>> START Extracted data

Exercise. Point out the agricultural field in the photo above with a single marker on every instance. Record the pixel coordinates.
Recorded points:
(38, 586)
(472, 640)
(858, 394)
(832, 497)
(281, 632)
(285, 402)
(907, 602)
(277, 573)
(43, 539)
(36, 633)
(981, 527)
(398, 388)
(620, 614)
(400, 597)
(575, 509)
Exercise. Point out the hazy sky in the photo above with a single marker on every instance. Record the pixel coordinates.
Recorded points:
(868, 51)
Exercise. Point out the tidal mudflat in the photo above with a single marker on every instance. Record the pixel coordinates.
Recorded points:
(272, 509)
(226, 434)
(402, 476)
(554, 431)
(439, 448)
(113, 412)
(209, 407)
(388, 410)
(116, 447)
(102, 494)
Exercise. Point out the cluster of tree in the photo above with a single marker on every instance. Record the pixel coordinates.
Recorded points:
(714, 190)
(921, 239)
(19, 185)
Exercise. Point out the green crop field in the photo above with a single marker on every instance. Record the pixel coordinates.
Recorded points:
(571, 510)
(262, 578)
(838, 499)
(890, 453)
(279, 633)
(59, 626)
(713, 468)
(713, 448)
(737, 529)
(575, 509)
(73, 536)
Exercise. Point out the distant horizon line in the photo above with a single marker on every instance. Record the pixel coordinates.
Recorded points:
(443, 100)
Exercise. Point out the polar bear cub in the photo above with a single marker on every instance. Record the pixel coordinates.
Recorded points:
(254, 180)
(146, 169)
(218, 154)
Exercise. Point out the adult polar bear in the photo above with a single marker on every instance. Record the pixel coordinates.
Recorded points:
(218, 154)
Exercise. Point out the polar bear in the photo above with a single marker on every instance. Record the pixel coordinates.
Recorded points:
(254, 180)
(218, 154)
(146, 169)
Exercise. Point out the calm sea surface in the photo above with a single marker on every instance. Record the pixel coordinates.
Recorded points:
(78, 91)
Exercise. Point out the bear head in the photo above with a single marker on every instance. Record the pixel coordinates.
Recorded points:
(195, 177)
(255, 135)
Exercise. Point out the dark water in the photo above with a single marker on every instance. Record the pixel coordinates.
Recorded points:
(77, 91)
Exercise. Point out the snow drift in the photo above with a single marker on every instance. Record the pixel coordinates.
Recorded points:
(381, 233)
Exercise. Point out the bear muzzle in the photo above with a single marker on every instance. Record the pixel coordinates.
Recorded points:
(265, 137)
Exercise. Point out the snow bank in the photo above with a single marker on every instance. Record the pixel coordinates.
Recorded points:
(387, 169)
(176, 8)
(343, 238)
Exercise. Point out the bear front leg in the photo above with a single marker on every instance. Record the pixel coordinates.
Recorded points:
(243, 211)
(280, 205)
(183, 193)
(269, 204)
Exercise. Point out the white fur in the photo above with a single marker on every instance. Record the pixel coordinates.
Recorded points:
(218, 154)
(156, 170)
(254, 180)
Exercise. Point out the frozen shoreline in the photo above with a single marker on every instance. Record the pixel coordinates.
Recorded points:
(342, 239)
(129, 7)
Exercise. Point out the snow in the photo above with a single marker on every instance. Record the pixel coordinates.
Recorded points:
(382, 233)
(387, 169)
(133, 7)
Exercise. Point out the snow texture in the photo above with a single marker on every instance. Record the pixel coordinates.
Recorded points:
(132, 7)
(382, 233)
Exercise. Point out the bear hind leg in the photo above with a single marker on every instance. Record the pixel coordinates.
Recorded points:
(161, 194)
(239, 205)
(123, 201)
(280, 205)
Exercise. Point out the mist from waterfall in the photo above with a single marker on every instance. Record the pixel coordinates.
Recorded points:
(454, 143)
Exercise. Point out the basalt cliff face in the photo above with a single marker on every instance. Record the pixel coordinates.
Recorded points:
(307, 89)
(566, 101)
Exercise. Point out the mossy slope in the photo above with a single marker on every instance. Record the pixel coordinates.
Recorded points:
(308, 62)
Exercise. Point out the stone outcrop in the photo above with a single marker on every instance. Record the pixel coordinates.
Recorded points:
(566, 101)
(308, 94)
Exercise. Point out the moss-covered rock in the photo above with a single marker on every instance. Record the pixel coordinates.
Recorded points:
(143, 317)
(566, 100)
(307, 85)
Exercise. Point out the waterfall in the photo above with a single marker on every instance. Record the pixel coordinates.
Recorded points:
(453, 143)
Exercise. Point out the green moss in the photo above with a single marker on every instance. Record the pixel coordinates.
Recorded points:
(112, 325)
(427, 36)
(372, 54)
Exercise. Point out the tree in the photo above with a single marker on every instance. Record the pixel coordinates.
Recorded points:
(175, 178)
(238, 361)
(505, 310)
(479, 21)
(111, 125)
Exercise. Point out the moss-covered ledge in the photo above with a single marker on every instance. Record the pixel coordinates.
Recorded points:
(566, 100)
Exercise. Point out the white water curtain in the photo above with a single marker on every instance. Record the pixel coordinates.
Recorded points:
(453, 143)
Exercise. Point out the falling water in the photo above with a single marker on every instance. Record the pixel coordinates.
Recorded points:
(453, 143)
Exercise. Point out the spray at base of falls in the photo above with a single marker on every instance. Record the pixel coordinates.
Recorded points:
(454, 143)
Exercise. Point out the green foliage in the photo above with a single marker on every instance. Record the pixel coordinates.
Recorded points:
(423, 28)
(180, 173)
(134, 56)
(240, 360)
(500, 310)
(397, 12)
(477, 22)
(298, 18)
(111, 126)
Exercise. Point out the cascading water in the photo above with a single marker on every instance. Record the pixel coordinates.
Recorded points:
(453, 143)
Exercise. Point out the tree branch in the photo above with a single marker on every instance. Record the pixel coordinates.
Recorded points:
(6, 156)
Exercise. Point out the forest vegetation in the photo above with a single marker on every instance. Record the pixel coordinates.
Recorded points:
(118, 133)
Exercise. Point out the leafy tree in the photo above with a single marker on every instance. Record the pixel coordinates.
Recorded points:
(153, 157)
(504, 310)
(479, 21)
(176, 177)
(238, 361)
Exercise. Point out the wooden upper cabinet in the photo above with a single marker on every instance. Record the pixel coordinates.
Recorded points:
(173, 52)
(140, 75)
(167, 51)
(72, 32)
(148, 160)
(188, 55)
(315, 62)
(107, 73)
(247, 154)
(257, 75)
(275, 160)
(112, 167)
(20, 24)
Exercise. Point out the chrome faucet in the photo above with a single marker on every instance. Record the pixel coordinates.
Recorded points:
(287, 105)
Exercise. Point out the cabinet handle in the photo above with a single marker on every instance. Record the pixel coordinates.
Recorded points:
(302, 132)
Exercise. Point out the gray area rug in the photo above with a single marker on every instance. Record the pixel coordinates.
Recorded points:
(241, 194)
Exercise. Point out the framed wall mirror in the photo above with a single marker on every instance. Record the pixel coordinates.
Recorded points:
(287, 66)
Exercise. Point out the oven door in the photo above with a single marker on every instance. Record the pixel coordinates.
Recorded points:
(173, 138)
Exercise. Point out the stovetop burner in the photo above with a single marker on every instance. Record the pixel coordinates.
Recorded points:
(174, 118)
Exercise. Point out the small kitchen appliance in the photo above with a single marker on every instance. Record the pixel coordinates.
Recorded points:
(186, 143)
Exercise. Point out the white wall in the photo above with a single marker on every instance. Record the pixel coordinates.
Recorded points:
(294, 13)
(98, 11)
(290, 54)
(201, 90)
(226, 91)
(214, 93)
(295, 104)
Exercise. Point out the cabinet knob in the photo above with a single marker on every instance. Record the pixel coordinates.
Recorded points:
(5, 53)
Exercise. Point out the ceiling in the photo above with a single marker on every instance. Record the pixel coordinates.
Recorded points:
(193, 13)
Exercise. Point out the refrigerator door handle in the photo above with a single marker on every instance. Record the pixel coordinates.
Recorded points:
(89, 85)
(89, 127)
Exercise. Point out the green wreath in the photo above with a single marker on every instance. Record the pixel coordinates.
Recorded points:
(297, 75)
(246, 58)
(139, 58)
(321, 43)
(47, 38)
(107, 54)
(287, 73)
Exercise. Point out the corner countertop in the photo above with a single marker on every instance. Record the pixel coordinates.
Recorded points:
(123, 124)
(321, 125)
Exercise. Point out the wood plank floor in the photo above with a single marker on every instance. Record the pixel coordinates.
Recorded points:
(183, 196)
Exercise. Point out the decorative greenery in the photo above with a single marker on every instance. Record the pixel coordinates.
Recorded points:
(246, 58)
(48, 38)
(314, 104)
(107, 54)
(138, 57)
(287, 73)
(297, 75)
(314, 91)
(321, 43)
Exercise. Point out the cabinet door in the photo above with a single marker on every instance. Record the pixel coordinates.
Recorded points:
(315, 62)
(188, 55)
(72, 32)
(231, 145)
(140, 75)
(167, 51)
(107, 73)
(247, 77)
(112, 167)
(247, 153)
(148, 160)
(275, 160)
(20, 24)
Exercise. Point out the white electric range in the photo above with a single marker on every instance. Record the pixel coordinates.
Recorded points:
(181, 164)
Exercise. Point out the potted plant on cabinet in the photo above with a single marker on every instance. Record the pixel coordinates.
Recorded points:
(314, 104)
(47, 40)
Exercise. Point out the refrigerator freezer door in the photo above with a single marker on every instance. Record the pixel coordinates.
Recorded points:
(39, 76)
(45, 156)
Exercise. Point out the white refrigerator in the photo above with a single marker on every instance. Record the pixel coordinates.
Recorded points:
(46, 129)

>> END Extracted data

» Aim
Find the line that contains "Exercise. Point out the refrigerator door". Repeat it and every line after it, exactly as written, up to and including the last line of the records above.

» Exercise result
Exercise. Point out the refrigerator door handle in the photo above with a single marker on every instance. Record the pixel coordinates.
Recorded points:
(89, 85)
(89, 127)
Exercise. Point out the green wreath in the photo above with a single marker on every instance. Record the pixel coordinates.
Recorded points:
(297, 75)
(246, 58)
(139, 58)
(321, 43)
(47, 38)
(107, 54)
(287, 73)
Exercise. Point out the corner countertop in the photo above with a single marker on every instance. Record the pixel coordinates.
Recorded points:
(123, 124)
(321, 125)
Exercise. Point out the wood plank floor in the photo above with a single marker on every instance. Record the pixel coordinates.
Recorded points:
(183, 196)
Exercise. Point out the decorative greenery in the photo above with a single marker on every instance. Record the pixel coordinates.
Recorded points:
(246, 58)
(48, 38)
(314, 104)
(107, 54)
(138, 57)
(287, 73)
(297, 75)
(314, 91)
(321, 43)
Exercise. Point out the cabinet door in the photo above with a single marker on every instance. Record the pixel coordinates.
Recorded points:
(315, 62)
(188, 55)
(72, 32)
(231, 145)
(140, 75)
(167, 51)
(107, 73)
(247, 77)
(112, 167)
(247, 153)
(148, 160)
(275, 160)
(20, 24)
Exercise. Point out the white electric range in the photo above with a single marker on every instance. Record the pixel coordinates.
Recorded points:
(181, 164)
Exercise. Point out the potted plant on cabinet in the photo above with a single marker on every instance. Record the pixel coordinates.
Recorded points:
(314, 104)
(47, 40)
Exercise. Point out the refrigerator freezer door in the photo above with a single marker on every instance. Record the pixel coordinates.
Recorded points:
(39, 76)
(45, 156)
Exercise. Point out the white refrigerator in the photo above with a single marker on every instance. Record the pixel coordinates.
Recorded points:
(46, 129)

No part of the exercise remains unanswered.